■ Given instruction A:
According to the patch message, what does GCC do when a dllimported global variable is redeclared without dllimport?

■ Quoted text:
------------------------------------------------------------

[PATCH] Add full semantic support for dllimport/export attributes
Reid Kleckner
rnk at google.com
Sun Jul 7 14:26:44 PDT 2013
On Fri, Jul 5, 2013 at 9:13 PM, Nico Rieck <nico.rieck at gmail.com> wrote:
> This is the first patch in a series to get full support for the
> dllexport/dllimport attributes and handles the semantic side.
>
> In particular it:
> - Adds support for class-wide export/import attributes (PR11170)
> - Handles dllexport/dllimport on inline functions and templates
> - Extends tests for globals and functions.
>
> It deviates from MSVC's behavior in the following cases:
> - If a dllimported global variable is redeclared without dllimport, the
> attribute is ignored with a warning. GCC does the same, MSVC makes the
> global dllexport.
> - Out-of-line member function definitions of dllimported class templates
> are allowed if the definition is declared as inline. MSVC allows this for
> classes, but not for class templates.
>
> In some cases a dllimport/dllexport attribute is ignored. If this happens
> on
> a member of an exported/imported class, we need a way to drop the
> attribute.
> This is implemented by propagating these attributes to every member during
> semantic analysis. To differentiate them from explicit member attributes,
> they have their inherited status set.
> To make this work a small change (or possibly fix?) to table-gen was
> required so that the inherited status of an attribute is preserved when
> instantiating template attributes.
>
>
> The semantics this patch should cover are:
>
> 1. dllexport and dllimport can be applied to functions, static data
> members and global variables. Both can also be applied to typedefs
> and enums (without effect) if -fms-extensions is specified, for all
> other cases the attributes are ignored and a warning is issued. It is
> an error to apply them to non-static data members.

------------------------------------------------------------

[Dataset items]

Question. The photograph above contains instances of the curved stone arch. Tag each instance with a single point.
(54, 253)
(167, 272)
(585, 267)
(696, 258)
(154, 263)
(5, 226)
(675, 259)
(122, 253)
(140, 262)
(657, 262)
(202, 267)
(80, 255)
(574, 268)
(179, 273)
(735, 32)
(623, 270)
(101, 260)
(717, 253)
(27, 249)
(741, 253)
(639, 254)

------------------------------------------------------------

■ Given instruction B:
Put every line of the listing into a Markdown table with two columns, Row and Line. Number the rows and leave out blank lines.

■ Right answer A:
GCC ignores the attribute and issues a warning.

■ Right answer B:
| Row | Line |
|---|---|
| 1 | Question. The photograph above contains instances of the curved stone arch. Tag each instance with a single point. |
| 2 | (54, 253) |
| 3 | (167, 272) |
| 4 | (585, 267) |
| 5 | (696, 258) |
| 6 | (154, 263) |
| 7 | (5, 226) |
| 8 | (675, 259) |
| 9 | (122, 253) |
| 10 | (140, 262) |
| 11 | (657, 262) |
| 12 | (202, 267) |
| 13 | (80, 255) |
| 14 | (574, 268) |
| 15 | (179, 273) |
| 16 | (735, 32) |
| 17 | (623, 270) |
| 18 | (101, 260) |
| 19 | (717, 253) |
| 20 | (27, 249) |
| 21 | (741, 253) |
| 22 | (639, 254) |